__WRITTEN INSTRUCTION__
Please reproduce every one of the records below word for word, leaving out the pictures.

__DATA FOR THIS TASK__
- - -

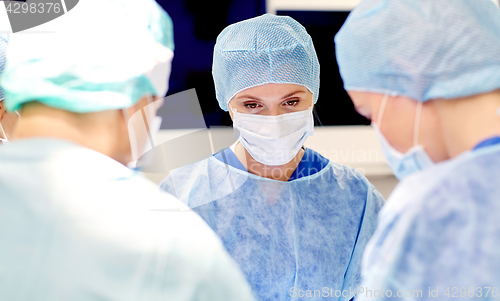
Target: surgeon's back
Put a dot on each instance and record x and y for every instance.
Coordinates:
(77, 225)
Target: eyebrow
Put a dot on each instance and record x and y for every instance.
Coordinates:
(285, 97)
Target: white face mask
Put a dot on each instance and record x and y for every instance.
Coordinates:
(274, 140)
(403, 164)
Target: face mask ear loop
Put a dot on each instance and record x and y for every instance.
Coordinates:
(381, 110)
(416, 126)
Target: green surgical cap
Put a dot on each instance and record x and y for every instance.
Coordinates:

- - -

__FULL SOLUTION__
Target: surgeon's back
Put a dot on each instance and record x and y for every instance.
Coordinates:
(77, 225)
Target: eyebrow
Put a dot on each instance and record x and y for every instance.
Coordinates:
(285, 97)
Target: white face mask
Put a dot on each instance and record x and y for every instance.
Coordinates:
(274, 140)
(403, 164)
Target: face mask ear loop
Put a dot on each instance and record x and y for every instance.
Coordinates:
(381, 110)
(416, 126)
Target: green surgical cap
Put a dot on each instance and record x and y for every instance.
Coordinates:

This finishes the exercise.